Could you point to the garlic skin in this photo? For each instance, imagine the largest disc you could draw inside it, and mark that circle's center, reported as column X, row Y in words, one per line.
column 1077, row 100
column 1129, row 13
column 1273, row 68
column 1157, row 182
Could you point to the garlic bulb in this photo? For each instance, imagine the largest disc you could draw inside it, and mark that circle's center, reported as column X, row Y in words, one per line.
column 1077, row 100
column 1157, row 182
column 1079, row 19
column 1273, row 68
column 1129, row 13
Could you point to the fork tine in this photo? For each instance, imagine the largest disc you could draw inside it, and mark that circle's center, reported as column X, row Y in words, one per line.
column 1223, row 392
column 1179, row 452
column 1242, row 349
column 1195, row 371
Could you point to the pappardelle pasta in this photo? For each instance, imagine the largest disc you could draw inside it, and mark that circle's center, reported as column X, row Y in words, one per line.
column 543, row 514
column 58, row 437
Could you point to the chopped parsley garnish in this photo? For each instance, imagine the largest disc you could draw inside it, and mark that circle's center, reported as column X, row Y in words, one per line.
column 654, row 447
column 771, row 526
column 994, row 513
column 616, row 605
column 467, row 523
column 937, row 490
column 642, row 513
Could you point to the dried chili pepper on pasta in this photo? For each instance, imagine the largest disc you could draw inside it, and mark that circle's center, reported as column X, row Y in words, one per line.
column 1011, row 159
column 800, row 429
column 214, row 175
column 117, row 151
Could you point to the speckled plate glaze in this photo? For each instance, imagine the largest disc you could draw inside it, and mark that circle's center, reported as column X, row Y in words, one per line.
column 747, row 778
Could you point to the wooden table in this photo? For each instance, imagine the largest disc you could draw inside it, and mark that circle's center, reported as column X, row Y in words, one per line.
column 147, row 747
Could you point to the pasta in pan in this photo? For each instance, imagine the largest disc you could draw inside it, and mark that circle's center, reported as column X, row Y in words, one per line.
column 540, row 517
------------------------------------------------------------
* What the task asks:
Repeat, exactly as they stand, the line that contains "Could you point to the speckled" and all the lines after it in the data above.

* Answer for this exercise:
Could you point to the speckled plate glaze in this photo? For each instance, imagine the largest disc you could draw inside it, and mark that circle's center, reported as column X, row Y in words, one per line.
column 747, row 778
Could you point to the wooden table in this photo? For each instance, imagine the largest disc you could draw inside it, and mark that circle's center, reported as column X, row Y in words, one per line.
column 147, row 747
Could you point to the pasta in pan in this photo? For each instance, imagine the largest disc you could draw inside it, and mark that circle's center, reported as column X, row Y in words, one per line.
column 540, row 517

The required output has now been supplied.